## [Seçilen Bölüm]
+ + + +
Fedailerden Öcalan’a mektuplar

Onlarca gerilla, Öcalan’a bağlılık ve özgürlük istemi ile Uluslararası Komplo’ya olan öfkelerini, fedai eylemlerinin motivasyon kaynağı yaptı. Şehitler kervanına katılmadan önce Öcalan’a mektuplar bıraktı.

Kürt Halk Önderi Abdullah Öcalan üzerindeki tecridin kalkması ve özgürlüğü için birçok savaşçı, “Önderliğimizin özgürlüğü özgürlüğümüzdür” diyerek, fedai eylemler yaptı. Bu eylemleri gerçekleştiren özgürlük savaşçıları, bıraktıkları mektuplarında Öcalan’a hitaben yazdıkları satırlarıyla Kürt Özgürlük Hareketi ve Kürt halkı açısından nasıl bir anlam atfettiklerini sergiliyor.

Zeynep Kınacı (Zîlan), 30 Haziran 1996’da Dersim’de gerçekleştirdiği fedai eyleminden önce Kürt Halk Önderi Abdullah Öcalan’a yazdığı mektubunda, kendini feda etmenin yeterli olmadığını söyleyip, bunun ötesi de olmadığı için hayıflanıyor. Öcalan tarafından büyük değer verilen Zîlan’ın mektubundan bazı bir bölüm şöyle:

YAŞAM İDDİAM ÇOK BÜYÜK

Bizler sizin bitmez tükenmez emek ve çabalarınıza karşılık canımızı bile versek yeterli değildir. Keşke canımızdan başka verebilecek şeylerimiz olsaydı. Siz yaşamınızla bir halkı yeniden yarattınız. Bizler sizin eseriniziz. Tüm Kürdistan halkının ve dünya insanlığının geleceğinin teminatısınız. Yaşamınız bize sevgi, cesaret, inanç ve onur veriyor. Tüm Kürdistan halkı ve milyonlarca insan size ölümüne bağlıdır. Sizin bu çekiciliğiniz bizi de oldukça etkilemektedir. En zorlandığımız anlarda bizlere olan sevginizi düşünüyor, manevi güç alıyoruz. Şehide en çok bağlı olan sizsiniz. Bu temelde gözümüz kesinlikle arkada kalmayacaktır. Mazlum, Hayri, Kemal, Ferhat, Besê, Bêrîtan, Berîvan ve Ronahî yoldaşların direnişine sahip çıkmak ve onların takipçisi olmak istiyorum. Halkımın özgürlük isteminin ifadesi olmak istiyorum. Emperyalizmin kadını köleleştiren politikalarına karşı bombayı kendimde patlatarak hıncımın ve öfkemin büyüklüğünü göstermek ve Kürt halkının dirilişinin sembolü olmak istiyorum. Yaşam iddiam çok büyük. Anlamlı bir yaşamın ve büyük bir eylemin sahibi olmak istiyorum. Yaşamı ve insanları çok sevdiğim için bu eylemi gerçekleştirmek istiyorum.
+ + + +
## [Sağlanan Veriler]
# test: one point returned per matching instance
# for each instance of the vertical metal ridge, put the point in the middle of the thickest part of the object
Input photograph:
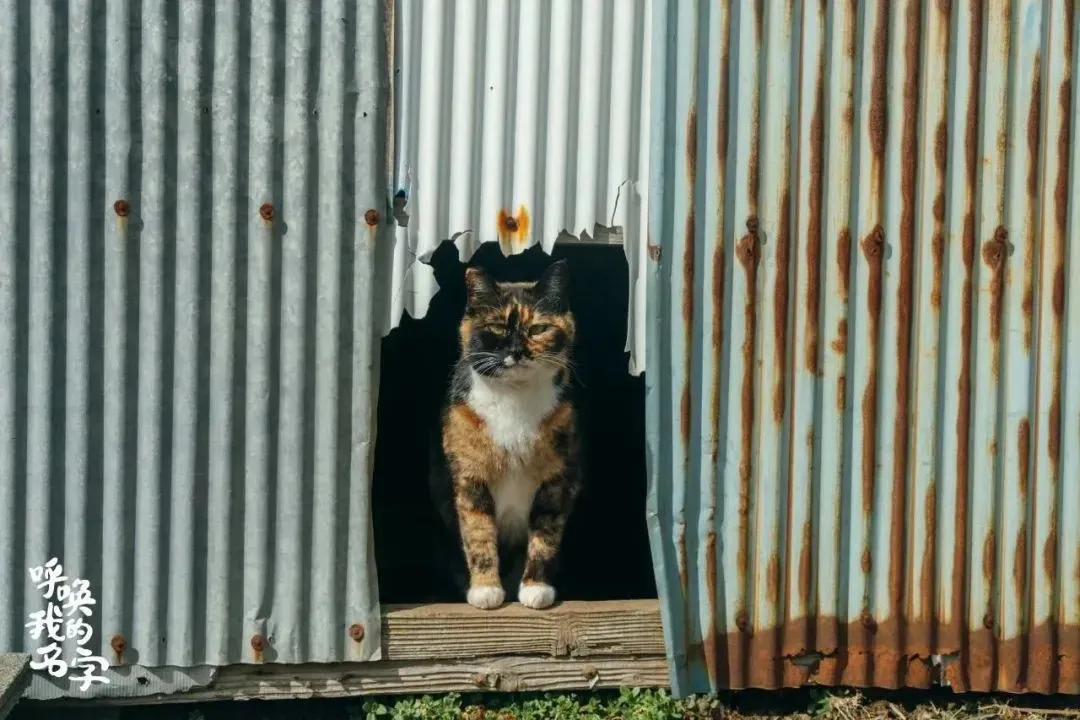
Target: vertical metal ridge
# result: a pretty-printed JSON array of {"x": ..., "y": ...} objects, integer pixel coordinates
+ + + +
Seçilen bölümde “Kürt Halk Önderi Abdullah Öcalan üzerindeki” sözleriyle başlayan paragrafı, ana bilgilerini koruyarak daha kısa biçimde yeniden yazın. Yalnızca seçilen bölümdeki bilgilere dayanın.

## [Görev Yanıtı]
Birçok savaşçı, Öcalan üzerindeki tecridin kalkması ve onun özgürlüğü için fedai eylemler yaptı. Öcalan'a hitaben bıraktıkları mektuplar, bu eylemlere Kürt Özgürlük Hareketi ve Kürt halkı açısından yükledikleri anlamı gösteriyor.